→ Available records
━━━━━━━━━━━━━━━━

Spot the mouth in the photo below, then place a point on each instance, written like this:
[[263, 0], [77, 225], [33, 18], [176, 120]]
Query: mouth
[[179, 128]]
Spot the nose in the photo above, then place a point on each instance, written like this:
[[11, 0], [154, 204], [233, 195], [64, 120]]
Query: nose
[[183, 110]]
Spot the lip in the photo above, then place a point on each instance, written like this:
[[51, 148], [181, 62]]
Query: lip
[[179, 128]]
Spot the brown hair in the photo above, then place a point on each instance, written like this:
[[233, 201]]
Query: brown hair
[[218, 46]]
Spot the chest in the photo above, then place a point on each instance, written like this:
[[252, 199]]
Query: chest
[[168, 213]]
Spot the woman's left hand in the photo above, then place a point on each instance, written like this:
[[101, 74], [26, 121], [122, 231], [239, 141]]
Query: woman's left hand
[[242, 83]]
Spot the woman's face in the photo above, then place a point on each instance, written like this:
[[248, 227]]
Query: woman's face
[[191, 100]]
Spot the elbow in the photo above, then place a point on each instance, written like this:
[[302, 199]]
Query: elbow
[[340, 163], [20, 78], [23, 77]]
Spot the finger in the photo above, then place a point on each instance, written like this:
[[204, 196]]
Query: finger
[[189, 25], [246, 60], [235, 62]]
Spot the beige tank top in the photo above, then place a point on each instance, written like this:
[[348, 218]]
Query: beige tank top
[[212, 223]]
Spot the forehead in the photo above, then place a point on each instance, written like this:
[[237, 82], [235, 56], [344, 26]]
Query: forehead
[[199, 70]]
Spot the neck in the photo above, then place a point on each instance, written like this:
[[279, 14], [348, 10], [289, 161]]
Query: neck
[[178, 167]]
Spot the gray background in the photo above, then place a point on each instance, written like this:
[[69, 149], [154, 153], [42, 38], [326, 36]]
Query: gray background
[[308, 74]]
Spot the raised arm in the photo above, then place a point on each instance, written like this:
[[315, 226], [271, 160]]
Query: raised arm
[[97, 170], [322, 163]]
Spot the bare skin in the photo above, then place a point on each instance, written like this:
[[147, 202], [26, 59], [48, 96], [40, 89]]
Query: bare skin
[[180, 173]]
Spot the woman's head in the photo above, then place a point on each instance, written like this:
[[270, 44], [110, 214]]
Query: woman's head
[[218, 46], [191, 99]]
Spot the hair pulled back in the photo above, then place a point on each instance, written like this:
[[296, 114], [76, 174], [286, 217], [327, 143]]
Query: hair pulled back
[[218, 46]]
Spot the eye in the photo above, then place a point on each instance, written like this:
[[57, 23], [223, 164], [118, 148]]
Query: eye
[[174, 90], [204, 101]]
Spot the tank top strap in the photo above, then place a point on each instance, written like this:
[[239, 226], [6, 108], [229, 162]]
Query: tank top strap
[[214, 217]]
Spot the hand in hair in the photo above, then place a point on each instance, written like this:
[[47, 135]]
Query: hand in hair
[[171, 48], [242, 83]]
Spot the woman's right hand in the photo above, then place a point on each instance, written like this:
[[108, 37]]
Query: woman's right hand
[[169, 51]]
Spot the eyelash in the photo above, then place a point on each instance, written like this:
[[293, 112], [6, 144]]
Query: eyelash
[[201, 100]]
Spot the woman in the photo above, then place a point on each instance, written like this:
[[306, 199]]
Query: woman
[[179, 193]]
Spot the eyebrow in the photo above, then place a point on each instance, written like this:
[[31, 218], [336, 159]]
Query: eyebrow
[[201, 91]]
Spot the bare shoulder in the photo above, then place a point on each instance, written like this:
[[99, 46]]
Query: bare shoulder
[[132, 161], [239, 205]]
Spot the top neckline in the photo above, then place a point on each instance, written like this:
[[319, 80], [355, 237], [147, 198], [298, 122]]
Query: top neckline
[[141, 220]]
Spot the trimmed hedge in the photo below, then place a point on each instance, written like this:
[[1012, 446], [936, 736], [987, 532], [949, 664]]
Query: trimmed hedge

━━━━━━━━━━━━━━━━

→ Written instruction
Could you rewrite the items from the start through the line containing "[[308, 74]]", changing "Spot" to "Locate" and leaving everything else untouched?

→ Written reply
Locate the mouth in the photo below, then place a point on each instance, written like this:
[[263, 0], [77, 225], [33, 18], [176, 120]]
Query: mouth
[[179, 128]]
Locate the nose in the photo above, then place a point on each instance, written like this:
[[11, 0], [154, 204], [233, 195], [64, 120]]
Query: nose
[[183, 110]]
Locate the lip in the photo above, then place a point on each instance, written like this:
[[51, 148], [181, 62]]
Query: lip
[[179, 128]]
Locate the brown hair in the photo above, then place a point on each instance, written like this:
[[233, 201]]
Query: brown hair
[[218, 46]]
Locate the chest in the photo above, then place a point on each instance, written like this:
[[252, 199]]
Query: chest
[[168, 213]]
Locate the woman's left hand in the photo above, then place a point on each instance, written like this:
[[101, 74], [26, 121], [122, 231], [239, 141]]
Query: woman's left hand
[[242, 83]]
Locate the woman's face in the photo above, then place a point on each instance, written like this:
[[248, 227]]
Query: woman's face
[[191, 100]]
Locate the elbow in the photo above, then place a point on each instance, written like this:
[[302, 199]]
Query: elbow
[[340, 163], [20, 78], [23, 77]]
Locate the finger in the photo above, then place a point on each instance, written like this:
[[204, 196]]
Query: finger
[[189, 25], [246, 60], [235, 62]]
Locate the beige tank top in the photo above, then place a point on each instance, written like this:
[[348, 218]]
Query: beige tank top
[[212, 223]]
Locate the forehead in the photo above, then place a point on each instance, written like this:
[[237, 82], [235, 56], [344, 26]]
Query: forehead
[[199, 70]]
Locate the neck in the photo above, then place a point on each instance, written like this:
[[279, 14], [348, 10], [289, 161]]
Query: neck
[[178, 167]]
Locate the gray background in the photo above, then place a point on each instance, written like this:
[[69, 149], [154, 153], [42, 38], [326, 36]]
Query: gray background
[[308, 74]]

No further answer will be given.